### Problem statement
Repeat all the data word for word.

(Point-per-instance localization data)
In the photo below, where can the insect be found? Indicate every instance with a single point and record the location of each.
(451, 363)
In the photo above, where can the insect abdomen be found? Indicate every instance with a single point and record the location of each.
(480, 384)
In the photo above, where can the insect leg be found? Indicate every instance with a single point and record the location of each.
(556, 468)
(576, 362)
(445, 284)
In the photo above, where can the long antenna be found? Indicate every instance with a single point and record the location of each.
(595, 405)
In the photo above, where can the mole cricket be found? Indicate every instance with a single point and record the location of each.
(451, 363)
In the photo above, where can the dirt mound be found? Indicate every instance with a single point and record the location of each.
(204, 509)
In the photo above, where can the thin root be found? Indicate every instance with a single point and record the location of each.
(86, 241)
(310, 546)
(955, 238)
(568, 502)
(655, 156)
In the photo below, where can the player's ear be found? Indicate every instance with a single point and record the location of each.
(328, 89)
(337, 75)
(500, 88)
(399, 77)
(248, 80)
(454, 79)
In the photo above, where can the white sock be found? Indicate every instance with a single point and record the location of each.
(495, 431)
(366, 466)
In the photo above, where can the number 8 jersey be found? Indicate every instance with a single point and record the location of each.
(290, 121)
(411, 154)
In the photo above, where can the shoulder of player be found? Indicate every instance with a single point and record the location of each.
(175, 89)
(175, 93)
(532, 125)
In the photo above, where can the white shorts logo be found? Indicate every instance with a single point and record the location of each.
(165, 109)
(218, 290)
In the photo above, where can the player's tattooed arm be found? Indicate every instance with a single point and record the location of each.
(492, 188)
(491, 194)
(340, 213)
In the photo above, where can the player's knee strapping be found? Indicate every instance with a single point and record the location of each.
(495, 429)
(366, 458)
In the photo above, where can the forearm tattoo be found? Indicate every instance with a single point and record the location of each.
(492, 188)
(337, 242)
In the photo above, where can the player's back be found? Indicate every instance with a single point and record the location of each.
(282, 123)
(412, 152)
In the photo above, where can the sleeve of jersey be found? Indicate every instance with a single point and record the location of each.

### Task output
In the photo below, where can the insect be found? Indicate every instance with a single point and record the location of each.
(451, 363)
In the photo above, where can the insect abdomen be found? Indicate every instance with a single point and record the location of each.
(480, 384)
In the photo above, where can the insect leg be found? Indicate every instance with a single point and record the location of each.
(556, 468)
(576, 362)
(445, 284)
In the photo above, where can the long antenna be found? Indicate every instance with a single point and record the location of each.
(595, 405)
In the photo above, where can the mole cricket be found? Indicate every instance with a single point and record the location of each.
(451, 363)
In the photo above, where can the dirt mound be found? Indicate every instance with a single point and record the location of each.
(204, 509)
In the photo above, where can the thin root be found? Indicate every instance with a single point and record the location of each.
(86, 241)
(310, 546)
(955, 238)
(568, 502)
(655, 156)
In the photo below, where can the player's ear be found? Indicate every instance with a single point and record the location of each.
(328, 89)
(337, 75)
(500, 88)
(399, 77)
(248, 80)
(454, 79)
In the photo above, where can the white sock be found? Indicate every instance with a single point and record the location of each.
(495, 431)
(366, 466)
In the photo above, where can the number 8 jersey be found? Indicate every instance with a single point and record the location of each.
(290, 121)
(411, 154)
In the photo above, where can the shoulder of player be found? Indicate every instance with a single point and record the location of each.
(175, 89)
(175, 93)
(532, 125)
In the photo above, where can the white shorts logo be found? Indicate every instance with a single point and record the location of each.
(165, 109)
(218, 290)
In the photo above, where can the player's tattooed arm be found? Indicate every instance with a single point and record the location of each.
(492, 188)
(491, 194)
(340, 213)
In the photo above, where can the player's knee strapping be found? Indicate every instance with a single point and record the location of each.
(495, 429)
(366, 458)
In the photo above, where can the forearm tattoo be found? Indicate every instance with a single point and record the location of each.
(492, 188)
(337, 242)
In the photo above, where can the player's back be found? Indicate every instance with a single point and record the location of each.
(282, 123)
(412, 152)
In the photo above, where can the sleeve of jersey be found? Indicate every instance with a single point and record the location of each.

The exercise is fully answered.